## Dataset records
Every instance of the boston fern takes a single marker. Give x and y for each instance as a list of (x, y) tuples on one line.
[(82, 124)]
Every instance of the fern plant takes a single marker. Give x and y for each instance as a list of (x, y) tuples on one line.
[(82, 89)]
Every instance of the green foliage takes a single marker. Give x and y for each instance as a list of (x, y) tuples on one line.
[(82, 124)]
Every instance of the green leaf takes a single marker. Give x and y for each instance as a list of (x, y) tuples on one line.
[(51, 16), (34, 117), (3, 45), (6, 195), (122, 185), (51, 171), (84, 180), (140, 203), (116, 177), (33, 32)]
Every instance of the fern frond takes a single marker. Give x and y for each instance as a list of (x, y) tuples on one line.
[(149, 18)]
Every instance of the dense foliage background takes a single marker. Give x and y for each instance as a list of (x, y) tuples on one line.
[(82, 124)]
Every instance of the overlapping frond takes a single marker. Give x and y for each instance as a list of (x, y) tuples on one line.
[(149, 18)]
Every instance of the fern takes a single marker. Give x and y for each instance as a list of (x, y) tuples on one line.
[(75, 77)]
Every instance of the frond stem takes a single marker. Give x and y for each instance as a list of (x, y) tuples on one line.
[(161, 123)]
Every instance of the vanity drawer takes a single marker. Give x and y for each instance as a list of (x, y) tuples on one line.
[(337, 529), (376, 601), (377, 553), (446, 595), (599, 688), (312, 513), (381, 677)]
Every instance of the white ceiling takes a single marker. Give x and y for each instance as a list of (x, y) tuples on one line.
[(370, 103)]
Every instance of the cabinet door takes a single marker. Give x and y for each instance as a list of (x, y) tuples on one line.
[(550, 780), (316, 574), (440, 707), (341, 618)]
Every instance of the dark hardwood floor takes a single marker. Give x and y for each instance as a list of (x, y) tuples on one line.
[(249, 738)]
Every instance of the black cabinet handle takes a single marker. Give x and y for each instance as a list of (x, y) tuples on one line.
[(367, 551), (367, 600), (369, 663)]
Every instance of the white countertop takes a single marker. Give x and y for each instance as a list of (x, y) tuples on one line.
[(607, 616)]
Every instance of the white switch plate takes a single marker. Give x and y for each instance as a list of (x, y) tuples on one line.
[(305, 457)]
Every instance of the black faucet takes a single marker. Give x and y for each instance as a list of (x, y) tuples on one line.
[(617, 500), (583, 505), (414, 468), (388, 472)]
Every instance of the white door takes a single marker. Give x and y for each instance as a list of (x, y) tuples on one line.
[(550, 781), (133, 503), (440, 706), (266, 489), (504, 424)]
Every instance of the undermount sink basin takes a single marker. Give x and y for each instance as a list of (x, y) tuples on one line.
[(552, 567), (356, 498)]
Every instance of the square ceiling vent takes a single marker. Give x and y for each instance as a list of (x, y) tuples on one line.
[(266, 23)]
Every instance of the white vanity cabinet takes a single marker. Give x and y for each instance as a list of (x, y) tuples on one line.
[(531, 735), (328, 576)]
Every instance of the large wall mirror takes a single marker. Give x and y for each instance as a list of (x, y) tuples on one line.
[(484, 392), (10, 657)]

## Task
Please rewrite the records between the lines holding "Every instance of the cabinet" and "[(607, 616)]", inclusive, keeping every line and adding 7 to each coordinate in the answers.

## Final answer
Every instance of the cabinet door takes a single marker. Give x and y for each instance as a list of (x, y) tuples on one line.
[(557, 787), (323, 581), (447, 714), (348, 625)]
Every instance of the dark hardwood floor takes a single marker. Give x and y for each instance as a list of (x, y) tuples on one line.
[(256, 745)]
Every instance of the black cabinet handle takes a single marker. Give x and y for each instance as a list of (x, y) tuples on one line.
[(374, 558), (374, 607), (376, 670)]
Every instance of the white countertop takes a single marker. Give x and y for each instance as a list of (x, y) tuples on one line.
[(614, 623)]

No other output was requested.